## About this task
Repeat nothing but the lines below running from the one containing "Query: cuffed trousers" to the one containing "Query: paved road". Keep both end lines.

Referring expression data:
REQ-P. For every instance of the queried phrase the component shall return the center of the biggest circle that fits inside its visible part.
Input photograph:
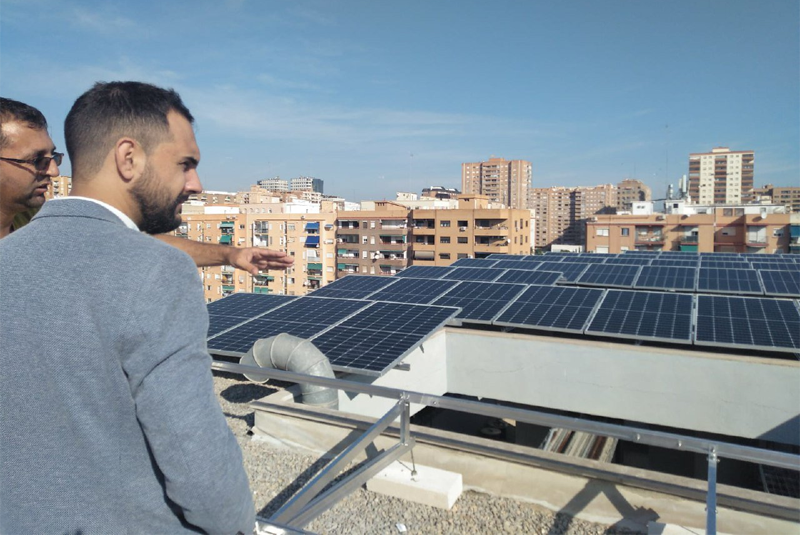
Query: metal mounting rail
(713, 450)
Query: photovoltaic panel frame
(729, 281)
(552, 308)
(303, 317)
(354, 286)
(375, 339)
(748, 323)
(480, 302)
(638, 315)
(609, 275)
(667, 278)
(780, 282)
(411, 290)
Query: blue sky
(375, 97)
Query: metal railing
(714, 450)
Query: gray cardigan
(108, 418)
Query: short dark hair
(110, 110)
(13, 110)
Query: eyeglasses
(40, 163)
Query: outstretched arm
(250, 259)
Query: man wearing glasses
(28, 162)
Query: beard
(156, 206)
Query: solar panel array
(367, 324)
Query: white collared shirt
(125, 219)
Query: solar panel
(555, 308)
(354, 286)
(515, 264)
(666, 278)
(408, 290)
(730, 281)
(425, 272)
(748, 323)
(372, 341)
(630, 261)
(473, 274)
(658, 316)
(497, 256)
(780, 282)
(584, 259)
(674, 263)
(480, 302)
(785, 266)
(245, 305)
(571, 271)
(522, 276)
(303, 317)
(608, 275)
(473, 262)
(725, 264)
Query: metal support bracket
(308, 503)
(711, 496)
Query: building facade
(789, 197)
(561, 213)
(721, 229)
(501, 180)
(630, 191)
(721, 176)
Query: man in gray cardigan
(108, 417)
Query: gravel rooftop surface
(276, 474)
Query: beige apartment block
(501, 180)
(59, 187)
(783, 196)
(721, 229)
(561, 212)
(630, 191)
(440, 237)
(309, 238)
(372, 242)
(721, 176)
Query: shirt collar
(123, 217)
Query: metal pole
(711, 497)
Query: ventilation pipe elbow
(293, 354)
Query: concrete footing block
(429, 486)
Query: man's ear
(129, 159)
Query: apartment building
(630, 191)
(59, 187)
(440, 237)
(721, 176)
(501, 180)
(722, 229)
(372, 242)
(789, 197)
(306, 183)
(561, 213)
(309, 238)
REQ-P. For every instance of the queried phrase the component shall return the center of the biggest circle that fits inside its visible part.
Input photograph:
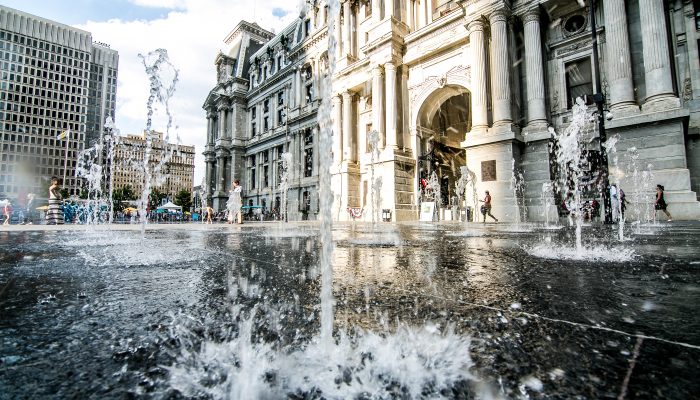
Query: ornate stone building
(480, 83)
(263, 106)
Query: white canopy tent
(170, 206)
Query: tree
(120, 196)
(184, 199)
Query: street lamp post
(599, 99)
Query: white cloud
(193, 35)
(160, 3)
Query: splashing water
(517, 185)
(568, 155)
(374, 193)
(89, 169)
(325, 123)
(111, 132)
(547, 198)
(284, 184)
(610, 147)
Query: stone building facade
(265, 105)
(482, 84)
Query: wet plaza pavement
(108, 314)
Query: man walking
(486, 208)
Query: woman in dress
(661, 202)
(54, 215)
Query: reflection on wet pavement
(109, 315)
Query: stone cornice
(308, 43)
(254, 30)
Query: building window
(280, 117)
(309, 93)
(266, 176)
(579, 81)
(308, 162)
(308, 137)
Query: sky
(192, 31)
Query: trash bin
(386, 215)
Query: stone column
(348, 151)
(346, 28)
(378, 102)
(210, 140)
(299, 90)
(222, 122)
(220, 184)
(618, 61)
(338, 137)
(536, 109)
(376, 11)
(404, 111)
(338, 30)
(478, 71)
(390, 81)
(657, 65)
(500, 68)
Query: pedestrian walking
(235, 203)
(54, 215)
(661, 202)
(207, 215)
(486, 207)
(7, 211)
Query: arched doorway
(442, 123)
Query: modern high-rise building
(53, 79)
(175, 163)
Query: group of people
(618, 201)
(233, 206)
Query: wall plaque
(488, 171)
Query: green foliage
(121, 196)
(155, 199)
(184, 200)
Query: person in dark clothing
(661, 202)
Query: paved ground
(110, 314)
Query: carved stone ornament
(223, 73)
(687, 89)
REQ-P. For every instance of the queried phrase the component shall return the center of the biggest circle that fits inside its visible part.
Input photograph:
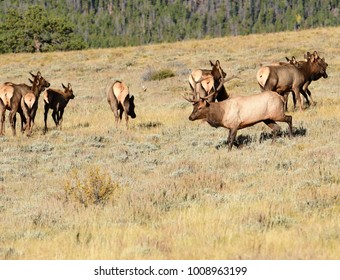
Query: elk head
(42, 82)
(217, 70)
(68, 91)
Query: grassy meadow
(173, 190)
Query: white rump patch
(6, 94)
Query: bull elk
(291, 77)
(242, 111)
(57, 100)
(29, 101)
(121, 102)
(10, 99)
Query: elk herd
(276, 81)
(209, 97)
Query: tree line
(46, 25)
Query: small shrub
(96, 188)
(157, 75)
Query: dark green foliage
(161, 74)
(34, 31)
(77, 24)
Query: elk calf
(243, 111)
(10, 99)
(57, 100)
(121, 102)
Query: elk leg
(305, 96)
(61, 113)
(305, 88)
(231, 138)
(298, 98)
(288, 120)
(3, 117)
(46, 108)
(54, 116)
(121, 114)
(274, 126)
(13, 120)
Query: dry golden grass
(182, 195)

==

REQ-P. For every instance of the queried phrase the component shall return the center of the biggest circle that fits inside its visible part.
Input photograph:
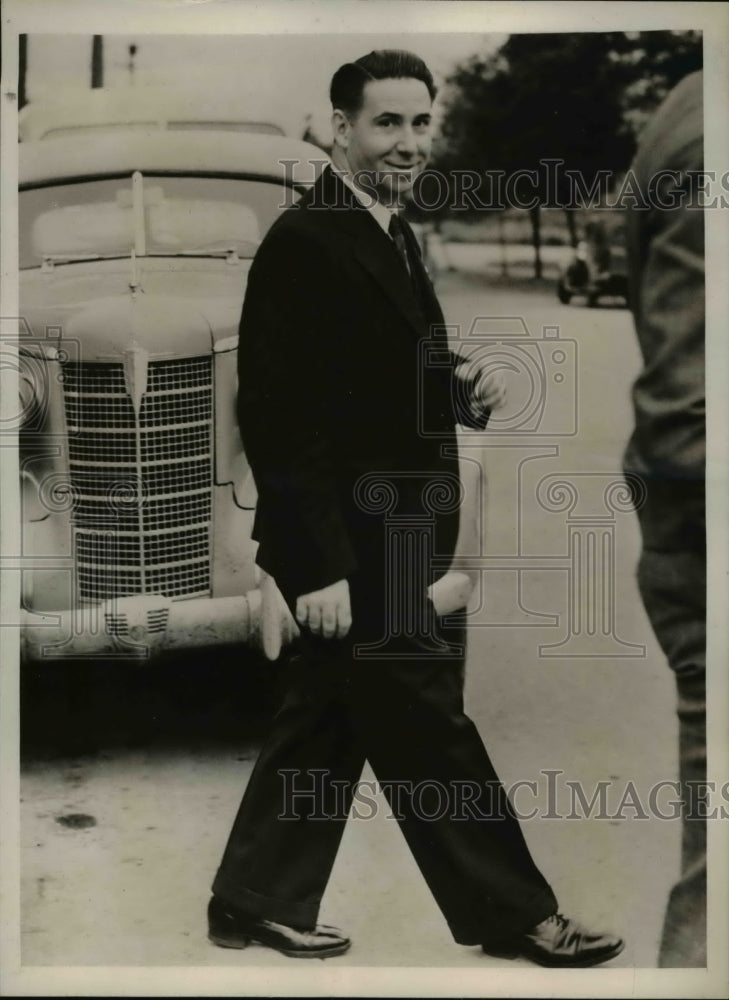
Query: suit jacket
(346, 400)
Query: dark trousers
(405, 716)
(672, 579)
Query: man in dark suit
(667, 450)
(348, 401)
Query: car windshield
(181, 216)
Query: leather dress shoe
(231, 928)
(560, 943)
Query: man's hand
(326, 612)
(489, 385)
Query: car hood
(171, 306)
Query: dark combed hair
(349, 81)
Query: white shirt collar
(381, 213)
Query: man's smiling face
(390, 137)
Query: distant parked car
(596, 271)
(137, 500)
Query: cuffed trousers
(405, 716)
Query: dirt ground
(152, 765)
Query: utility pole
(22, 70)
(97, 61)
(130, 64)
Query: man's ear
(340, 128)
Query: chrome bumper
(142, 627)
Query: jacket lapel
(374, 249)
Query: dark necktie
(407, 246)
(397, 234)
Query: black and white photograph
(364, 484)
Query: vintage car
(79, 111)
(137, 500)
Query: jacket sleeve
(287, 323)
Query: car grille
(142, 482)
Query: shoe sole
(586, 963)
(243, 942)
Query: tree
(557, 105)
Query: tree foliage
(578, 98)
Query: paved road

## Answer box
Query: cuffed trousers
(405, 716)
Query: dirt ground
(152, 765)
Query: utility pole
(22, 70)
(97, 61)
(130, 64)
Query: man's ear
(340, 128)
Query: chrome bumper
(142, 627)
Query: jacket lapel
(374, 249)
Query: dark necktie
(407, 246)
(397, 234)
Query: black and white photograph
(364, 484)
Query: vintage car
(79, 111)
(137, 500)
Query: jacket sleeve
(287, 323)
Query: car grille
(142, 482)
Query: shoe sole
(586, 963)
(243, 942)
Query: tree
(557, 105)
Query: tree foliage
(578, 98)
Query: paved road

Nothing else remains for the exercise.